▶ **WRITTEN REQUEST A**: In the court order excerpt below, on what date did Luedtke Trucking file its motion to dismiss or transfer venue?

This matter comes before the Court on Defendant Luedtke Trucking, Inc.'s ("Luedtke Trucking") Motion to Dismiss Plaintiff Rivka C. Steinberg's Complaint and/or Motion to Transfer Venue (Doc. #8) filed on August 19, 2016. Steinberg responded in opposition (Doc. #14) on September 6, 2016. This matter is ripe for review.2

BACKGROUND

On June 12, 2015, Steinberg attended the Bonaroo Music Festival ("Bonaroo") in Manchester, Tennessee along with a group of friends. (Doc. #1 at 2). On June 13, 2015, Steinberg and her friends decided to camp at an undisclosed location following Bonaroo's conclusion. Id. Accordingly, Steinberg arranged for an undisclosed person to pick her up on the morning of June 14, 2015 and to transport her to her campsite. Id. Pursuant to the arrangement, Steinberg was to meet her transportation at a truck plaza located in Manchester, Tennessee. Id.

The night before she was to meet her ride to the camp site, Steinberg and her friends were in an area near the rear of the truck plaza. Id. While waiting, Steinberg consumed a beer that had been passed to her by one of her friends, who had previously purchased it at Bonaroo. Id. Unbeknownst to Steinberg, an unidentified person had drugged her beer, causing her to lose memory of the events that transpired thereafter. Id.

Steinberg awoke the next day in the vicinity of the rear tire of a tractor trailer owned and operated by Luedtke Trucking. Id. As the driver of the truck turned the engine on, Steinberg realized that she was in danger of being struck. Id. Despite her efforts to move to safety, she was run over as the truck moved forward. Id.

Citing the existence of diversity jurisdiction, and alleging that venue is proper because Luedtke Trucking maintains a principal place of business in Naples, Florida, Steinberg subsequently brought the instant action in this Court. Id. at 1. Specifically, Steinberg alleges that Luedtke Trucking's actions, or lack thereof, constitute negligence because its driver did not inspect the tractor trailer for potential hazards prior to engaging it, as well as negligence per se because the driver did not inspect the truck prior to use in compliance with 49 C.F.R. § 390 et seq. (Doc. #1 at 3). Steinberg further alleges that Defendant John Doe's actions constituted negligence stemming from the placement of the drug into her drink, which she avers caused her to wake up near the tractor trailer tire. Id. at 4.

▶ **DATA SHOWN**:
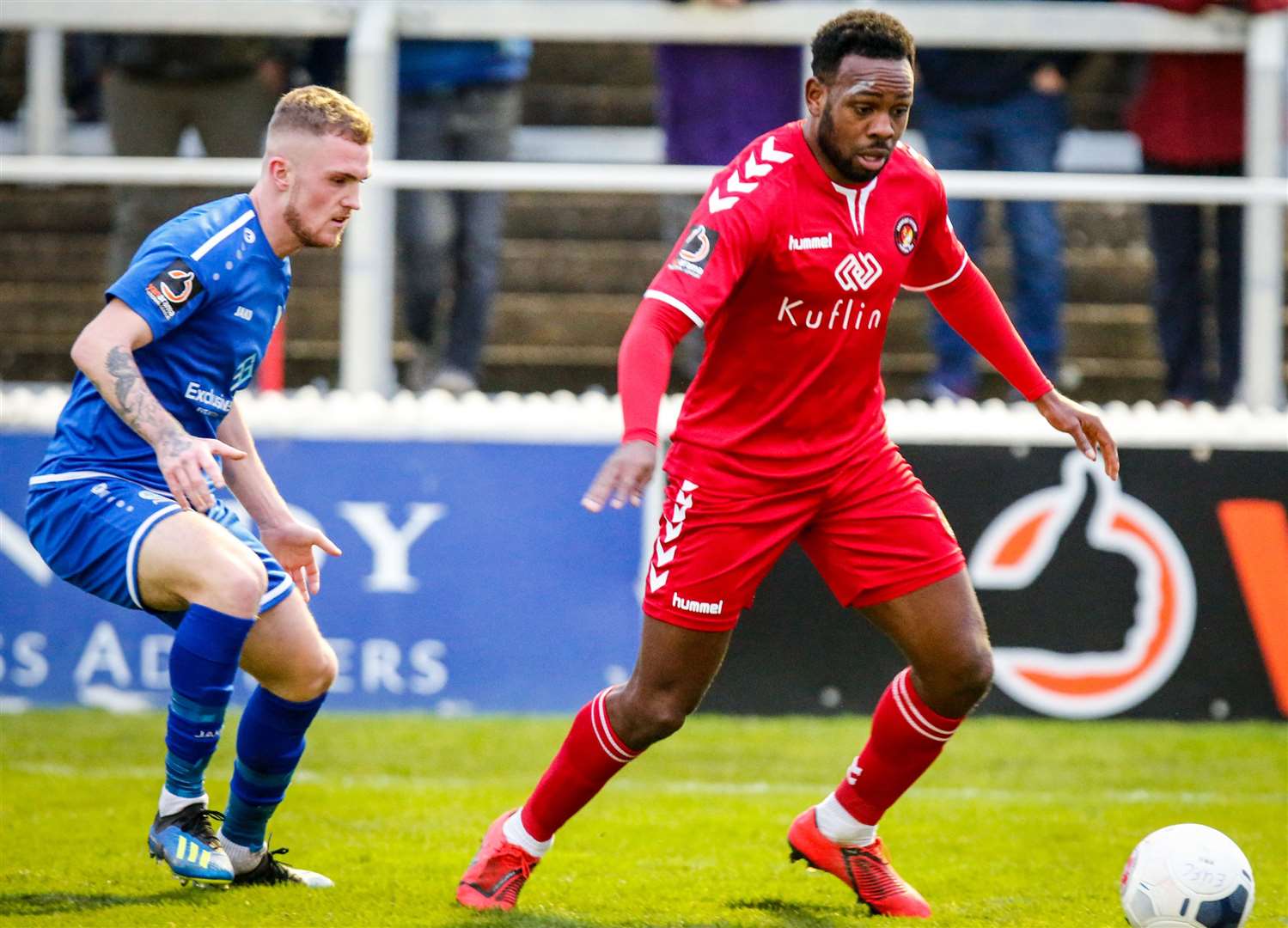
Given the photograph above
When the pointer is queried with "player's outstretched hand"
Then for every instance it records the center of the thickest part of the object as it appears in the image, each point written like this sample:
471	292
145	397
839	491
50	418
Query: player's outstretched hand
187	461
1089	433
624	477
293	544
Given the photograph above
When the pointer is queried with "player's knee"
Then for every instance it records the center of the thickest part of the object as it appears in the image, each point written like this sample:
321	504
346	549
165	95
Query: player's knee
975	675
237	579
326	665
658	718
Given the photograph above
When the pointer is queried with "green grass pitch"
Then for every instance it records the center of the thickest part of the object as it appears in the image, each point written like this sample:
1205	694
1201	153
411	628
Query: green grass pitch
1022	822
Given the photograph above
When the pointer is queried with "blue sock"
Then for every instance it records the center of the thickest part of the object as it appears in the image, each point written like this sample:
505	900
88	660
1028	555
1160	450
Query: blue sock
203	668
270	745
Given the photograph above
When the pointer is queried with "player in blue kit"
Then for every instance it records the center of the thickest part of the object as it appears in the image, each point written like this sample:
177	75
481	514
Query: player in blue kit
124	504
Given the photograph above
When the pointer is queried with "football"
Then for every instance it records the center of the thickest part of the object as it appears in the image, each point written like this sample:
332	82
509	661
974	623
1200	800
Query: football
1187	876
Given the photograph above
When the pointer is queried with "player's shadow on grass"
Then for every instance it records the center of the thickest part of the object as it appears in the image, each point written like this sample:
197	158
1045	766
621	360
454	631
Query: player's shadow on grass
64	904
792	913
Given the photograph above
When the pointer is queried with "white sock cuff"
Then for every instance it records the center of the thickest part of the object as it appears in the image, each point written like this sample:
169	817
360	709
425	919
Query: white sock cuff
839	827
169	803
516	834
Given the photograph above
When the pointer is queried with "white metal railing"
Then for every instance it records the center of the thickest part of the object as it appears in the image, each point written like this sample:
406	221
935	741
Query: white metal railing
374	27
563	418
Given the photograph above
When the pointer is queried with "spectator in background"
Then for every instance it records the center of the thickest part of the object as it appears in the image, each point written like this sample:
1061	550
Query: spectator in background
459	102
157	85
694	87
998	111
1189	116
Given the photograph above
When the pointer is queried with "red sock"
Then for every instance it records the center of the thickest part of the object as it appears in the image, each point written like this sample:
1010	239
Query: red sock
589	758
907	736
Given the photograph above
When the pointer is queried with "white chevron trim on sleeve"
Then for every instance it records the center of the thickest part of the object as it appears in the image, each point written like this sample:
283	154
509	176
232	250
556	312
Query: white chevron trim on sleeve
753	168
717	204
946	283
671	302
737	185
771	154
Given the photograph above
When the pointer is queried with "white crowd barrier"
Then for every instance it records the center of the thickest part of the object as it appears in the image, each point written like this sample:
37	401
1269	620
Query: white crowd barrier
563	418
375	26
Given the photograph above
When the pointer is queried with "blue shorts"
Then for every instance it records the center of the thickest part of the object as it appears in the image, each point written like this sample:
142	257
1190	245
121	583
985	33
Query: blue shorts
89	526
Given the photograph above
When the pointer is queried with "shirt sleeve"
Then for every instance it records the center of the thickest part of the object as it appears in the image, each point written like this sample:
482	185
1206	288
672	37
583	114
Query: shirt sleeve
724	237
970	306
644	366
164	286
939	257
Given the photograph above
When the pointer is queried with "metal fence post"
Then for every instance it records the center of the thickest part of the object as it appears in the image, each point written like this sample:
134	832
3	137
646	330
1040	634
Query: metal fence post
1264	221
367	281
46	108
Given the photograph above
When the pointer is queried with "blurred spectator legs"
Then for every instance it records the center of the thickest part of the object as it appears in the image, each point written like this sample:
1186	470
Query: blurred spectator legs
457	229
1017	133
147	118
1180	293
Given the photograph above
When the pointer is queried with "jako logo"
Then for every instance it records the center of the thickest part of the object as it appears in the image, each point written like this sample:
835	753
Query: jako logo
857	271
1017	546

▶ **WRITTEN REQUEST B**: Give only the number of lines in the records above that contain the string "hand". Case counts.

▶ **OUTPUT A**: August 19, 2016

▶ **OUTPUT B**: 2